• What is being asked:
Please write out, exactly as given, the line that contains "detect_objects — Locates the specified overcast" and all lines that follow it through the end of the listing, and nothing else.

=-=-=-=-=

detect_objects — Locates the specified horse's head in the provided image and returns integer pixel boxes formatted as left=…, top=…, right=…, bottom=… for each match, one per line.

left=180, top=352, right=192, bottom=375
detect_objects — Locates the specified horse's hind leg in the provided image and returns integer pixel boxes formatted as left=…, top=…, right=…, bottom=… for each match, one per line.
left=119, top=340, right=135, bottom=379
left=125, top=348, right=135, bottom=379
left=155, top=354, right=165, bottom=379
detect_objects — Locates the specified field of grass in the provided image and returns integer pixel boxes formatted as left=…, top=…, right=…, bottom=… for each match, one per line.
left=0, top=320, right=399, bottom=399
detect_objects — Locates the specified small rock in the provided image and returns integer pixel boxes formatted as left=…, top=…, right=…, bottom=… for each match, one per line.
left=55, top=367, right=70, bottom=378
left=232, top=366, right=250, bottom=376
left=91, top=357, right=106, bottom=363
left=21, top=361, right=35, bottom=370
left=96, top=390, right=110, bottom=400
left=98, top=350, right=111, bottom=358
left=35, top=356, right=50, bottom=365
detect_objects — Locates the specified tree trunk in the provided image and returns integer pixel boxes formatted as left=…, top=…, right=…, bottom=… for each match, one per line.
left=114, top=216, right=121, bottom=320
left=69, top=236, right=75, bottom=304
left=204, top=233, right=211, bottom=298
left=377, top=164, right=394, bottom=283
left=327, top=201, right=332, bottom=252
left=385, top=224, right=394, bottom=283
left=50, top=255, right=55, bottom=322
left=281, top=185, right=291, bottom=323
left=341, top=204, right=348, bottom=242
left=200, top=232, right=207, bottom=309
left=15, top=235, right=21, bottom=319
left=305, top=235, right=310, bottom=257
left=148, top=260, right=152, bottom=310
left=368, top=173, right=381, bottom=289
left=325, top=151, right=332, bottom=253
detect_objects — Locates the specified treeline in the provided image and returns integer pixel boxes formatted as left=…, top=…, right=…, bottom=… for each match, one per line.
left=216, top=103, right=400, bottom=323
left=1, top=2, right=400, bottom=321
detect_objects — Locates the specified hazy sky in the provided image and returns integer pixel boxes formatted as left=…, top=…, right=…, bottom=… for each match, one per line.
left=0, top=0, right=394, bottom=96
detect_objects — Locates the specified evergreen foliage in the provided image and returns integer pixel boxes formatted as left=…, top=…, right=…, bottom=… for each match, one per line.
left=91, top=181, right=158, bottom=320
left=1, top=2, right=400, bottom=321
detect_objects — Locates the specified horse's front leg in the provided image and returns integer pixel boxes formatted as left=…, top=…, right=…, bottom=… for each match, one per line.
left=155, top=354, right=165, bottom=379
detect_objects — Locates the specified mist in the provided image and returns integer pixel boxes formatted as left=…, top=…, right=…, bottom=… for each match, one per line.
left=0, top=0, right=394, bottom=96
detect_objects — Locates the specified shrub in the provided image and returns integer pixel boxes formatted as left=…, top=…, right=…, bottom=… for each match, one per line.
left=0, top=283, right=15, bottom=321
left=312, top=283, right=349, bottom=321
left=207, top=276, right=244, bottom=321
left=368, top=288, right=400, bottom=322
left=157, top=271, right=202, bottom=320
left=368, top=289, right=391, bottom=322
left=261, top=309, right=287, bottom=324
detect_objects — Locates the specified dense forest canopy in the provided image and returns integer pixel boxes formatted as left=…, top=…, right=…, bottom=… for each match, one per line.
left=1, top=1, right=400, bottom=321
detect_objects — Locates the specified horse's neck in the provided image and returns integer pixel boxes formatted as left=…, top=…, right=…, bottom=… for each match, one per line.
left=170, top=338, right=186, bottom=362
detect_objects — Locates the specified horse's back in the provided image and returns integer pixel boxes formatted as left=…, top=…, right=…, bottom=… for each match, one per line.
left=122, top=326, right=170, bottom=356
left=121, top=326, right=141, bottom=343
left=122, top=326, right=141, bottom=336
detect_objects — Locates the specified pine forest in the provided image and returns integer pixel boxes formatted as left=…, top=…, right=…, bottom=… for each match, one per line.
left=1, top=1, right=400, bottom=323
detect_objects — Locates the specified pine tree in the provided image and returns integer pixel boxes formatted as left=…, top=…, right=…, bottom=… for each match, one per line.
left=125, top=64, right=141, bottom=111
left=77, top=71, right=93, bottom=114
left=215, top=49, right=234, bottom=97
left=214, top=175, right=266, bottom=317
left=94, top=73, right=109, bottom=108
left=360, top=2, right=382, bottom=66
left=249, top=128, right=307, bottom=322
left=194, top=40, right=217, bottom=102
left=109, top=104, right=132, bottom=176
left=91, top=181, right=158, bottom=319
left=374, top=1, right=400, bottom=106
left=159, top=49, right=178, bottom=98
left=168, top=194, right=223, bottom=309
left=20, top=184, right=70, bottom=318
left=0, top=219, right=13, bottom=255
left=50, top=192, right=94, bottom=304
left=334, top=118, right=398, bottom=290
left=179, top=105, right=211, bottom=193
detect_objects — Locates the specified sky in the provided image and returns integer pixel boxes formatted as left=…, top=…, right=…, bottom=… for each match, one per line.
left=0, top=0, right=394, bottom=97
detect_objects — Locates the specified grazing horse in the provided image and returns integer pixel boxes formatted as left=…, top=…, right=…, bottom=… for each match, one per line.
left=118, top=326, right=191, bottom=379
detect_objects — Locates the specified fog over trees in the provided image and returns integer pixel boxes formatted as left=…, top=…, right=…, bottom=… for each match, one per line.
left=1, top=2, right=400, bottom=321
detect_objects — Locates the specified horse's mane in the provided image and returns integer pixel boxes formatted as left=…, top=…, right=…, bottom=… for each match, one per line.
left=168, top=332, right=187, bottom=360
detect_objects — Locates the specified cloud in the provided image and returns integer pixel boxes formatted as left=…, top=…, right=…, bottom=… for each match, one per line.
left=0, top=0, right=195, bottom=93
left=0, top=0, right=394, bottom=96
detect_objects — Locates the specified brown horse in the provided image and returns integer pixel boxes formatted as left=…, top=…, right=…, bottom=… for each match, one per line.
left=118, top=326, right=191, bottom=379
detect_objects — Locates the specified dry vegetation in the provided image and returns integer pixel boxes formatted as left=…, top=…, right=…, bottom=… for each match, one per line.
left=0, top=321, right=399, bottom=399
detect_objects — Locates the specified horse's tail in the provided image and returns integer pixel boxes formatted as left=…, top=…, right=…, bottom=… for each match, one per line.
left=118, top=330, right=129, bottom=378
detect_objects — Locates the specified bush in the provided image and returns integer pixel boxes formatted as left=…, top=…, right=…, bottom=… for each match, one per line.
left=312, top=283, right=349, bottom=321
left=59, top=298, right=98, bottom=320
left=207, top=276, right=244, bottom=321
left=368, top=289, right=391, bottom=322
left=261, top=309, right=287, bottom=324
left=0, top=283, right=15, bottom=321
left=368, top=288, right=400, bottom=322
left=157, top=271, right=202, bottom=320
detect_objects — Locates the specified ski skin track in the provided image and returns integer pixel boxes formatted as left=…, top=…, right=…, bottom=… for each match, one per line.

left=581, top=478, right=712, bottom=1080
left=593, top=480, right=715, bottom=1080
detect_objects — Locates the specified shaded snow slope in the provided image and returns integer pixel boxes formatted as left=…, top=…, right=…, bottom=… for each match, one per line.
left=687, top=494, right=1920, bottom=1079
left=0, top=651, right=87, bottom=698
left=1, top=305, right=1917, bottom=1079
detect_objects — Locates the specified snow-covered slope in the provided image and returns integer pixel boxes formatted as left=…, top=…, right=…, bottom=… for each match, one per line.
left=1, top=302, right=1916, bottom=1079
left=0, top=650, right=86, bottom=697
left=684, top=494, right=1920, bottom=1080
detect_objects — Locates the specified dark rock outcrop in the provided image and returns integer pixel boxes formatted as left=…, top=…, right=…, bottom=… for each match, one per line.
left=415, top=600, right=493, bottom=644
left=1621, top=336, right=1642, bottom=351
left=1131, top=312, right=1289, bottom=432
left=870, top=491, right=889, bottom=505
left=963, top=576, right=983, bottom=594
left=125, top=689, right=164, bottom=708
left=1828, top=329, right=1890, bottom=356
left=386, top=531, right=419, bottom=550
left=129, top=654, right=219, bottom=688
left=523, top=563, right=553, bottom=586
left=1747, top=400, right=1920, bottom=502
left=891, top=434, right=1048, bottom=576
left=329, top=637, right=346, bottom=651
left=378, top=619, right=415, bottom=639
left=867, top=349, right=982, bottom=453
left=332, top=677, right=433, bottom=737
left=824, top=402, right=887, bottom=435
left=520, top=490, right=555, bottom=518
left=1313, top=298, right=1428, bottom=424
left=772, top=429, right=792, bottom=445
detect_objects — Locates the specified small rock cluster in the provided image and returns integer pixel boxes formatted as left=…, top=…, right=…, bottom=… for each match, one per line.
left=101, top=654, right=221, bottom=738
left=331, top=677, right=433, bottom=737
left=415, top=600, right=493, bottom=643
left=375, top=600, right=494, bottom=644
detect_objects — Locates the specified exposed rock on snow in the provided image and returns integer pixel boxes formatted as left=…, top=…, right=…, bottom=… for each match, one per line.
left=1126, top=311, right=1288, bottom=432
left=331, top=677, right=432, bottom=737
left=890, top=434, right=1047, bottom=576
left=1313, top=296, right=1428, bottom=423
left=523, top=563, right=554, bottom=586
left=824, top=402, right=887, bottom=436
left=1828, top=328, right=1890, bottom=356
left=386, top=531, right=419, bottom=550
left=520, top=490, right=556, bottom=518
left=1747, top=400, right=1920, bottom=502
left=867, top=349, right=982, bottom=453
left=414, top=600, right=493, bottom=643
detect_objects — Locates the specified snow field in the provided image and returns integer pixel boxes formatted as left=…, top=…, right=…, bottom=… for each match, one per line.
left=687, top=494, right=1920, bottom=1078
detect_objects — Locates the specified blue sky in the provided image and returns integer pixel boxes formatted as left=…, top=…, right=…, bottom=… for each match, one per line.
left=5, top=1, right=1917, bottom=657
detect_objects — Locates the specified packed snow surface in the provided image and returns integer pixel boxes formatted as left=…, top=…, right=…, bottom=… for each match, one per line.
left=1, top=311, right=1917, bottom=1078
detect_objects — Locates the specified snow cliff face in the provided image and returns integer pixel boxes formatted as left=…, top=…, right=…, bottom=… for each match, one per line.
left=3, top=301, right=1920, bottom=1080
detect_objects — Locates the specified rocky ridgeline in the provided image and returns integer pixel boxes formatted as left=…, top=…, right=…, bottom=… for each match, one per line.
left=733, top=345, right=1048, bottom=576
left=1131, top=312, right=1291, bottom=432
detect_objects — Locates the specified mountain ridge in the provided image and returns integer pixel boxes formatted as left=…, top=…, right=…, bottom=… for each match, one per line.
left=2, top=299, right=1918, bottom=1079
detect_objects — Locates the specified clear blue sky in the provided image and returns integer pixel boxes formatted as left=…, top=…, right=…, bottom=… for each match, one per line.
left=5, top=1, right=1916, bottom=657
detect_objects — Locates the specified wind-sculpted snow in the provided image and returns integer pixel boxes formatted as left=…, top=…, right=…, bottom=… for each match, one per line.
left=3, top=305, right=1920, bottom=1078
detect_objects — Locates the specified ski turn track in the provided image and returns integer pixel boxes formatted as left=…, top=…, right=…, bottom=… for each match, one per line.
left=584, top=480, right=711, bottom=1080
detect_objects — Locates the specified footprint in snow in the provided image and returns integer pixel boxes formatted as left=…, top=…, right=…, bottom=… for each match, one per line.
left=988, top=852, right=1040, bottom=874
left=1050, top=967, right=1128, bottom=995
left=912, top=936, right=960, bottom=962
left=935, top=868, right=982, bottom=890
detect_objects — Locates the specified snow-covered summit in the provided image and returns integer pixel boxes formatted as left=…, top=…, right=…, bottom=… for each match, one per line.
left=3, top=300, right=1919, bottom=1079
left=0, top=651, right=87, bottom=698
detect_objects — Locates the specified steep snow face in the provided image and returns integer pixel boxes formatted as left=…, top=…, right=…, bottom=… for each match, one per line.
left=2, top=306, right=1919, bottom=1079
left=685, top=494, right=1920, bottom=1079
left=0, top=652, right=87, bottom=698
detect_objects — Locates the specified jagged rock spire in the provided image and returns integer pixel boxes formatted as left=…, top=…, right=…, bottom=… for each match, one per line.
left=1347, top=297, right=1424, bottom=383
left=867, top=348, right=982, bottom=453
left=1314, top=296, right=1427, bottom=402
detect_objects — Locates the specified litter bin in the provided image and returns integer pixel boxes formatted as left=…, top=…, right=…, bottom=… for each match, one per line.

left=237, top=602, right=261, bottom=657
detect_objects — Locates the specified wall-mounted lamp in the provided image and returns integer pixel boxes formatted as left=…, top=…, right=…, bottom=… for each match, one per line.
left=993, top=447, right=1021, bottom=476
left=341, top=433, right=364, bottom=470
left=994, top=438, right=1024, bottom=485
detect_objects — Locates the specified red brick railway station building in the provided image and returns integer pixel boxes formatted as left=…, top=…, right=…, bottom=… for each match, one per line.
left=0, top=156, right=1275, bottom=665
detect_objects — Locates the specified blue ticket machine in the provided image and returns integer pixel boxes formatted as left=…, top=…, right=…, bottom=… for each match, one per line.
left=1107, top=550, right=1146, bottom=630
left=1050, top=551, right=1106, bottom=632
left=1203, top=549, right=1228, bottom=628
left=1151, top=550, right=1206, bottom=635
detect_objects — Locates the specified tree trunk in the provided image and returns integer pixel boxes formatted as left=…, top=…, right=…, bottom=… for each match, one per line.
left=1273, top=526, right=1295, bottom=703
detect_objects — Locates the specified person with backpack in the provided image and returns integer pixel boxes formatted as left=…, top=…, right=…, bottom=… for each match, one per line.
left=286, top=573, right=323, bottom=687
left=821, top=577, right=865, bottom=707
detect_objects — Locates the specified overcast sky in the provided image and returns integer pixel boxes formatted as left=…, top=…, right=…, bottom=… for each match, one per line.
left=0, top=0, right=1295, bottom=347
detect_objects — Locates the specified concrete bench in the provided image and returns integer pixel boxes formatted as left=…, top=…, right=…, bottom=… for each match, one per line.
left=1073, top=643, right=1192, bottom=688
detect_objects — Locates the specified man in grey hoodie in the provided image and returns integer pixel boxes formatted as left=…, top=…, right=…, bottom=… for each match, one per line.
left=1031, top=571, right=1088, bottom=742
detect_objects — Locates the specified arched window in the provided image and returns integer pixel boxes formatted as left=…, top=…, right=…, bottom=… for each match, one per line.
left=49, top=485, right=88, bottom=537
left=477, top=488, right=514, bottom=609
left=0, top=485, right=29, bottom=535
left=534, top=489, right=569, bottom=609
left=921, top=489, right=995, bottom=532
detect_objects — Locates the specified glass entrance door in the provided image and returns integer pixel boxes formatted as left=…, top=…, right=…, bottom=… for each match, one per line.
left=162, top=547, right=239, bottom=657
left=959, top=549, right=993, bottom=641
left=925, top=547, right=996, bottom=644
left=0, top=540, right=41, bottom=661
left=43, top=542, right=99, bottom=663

=-=-=-=-=

• Exercise solution:
detect_objects — Locates the specified overcast sky in the provided image and returns integer pixel boxes formatted as left=…, top=…, right=…, bottom=… for each match, one per line.
left=0, top=0, right=1295, bottom=347
detect_objects — Locates the specified concrete bench in the provided image and returns integer pixel boxes formatted as left=…, top=…, right=…, bottom=… for each match, one per line.
left=1073, top=643, right=1192, bottom=688
detect_objects — Locates the specified man in grey hoodie in the provided image and returns integer pixel boxes formatted as left=…, top=…, right=…, bottom=… for each match, one per line.
left=1031, top=571, right=1088, bottom=742
detect_objects — Locates the specified arched window in the provided image and returns integer pixel boxes formatted as left=…, top=…, right=…, bottom=… for each match, one per line.
left=49, top=485, right=88, bottom=537
left=477, top=488, right=514, bottom=609
left=0, top=485, right=29, bottom=535
left=534, top=489, right=569, bottom=609
left=921, top=489, right=995, bottom=532
detect_objects — Locates the specified glass entrance door in the provided image and returns integer pixel boxes formatted as left=…, top=…, right=…, bottom=… for each match, one per line.
left=162, top=547, right=239, bottom=657
left=959, top=549, right=993, bottom=641
left=925, top=547, right=996, bottom=644
left=0, top=540, right=41, bottom=661
left=43, top=542, right=99, bottom=663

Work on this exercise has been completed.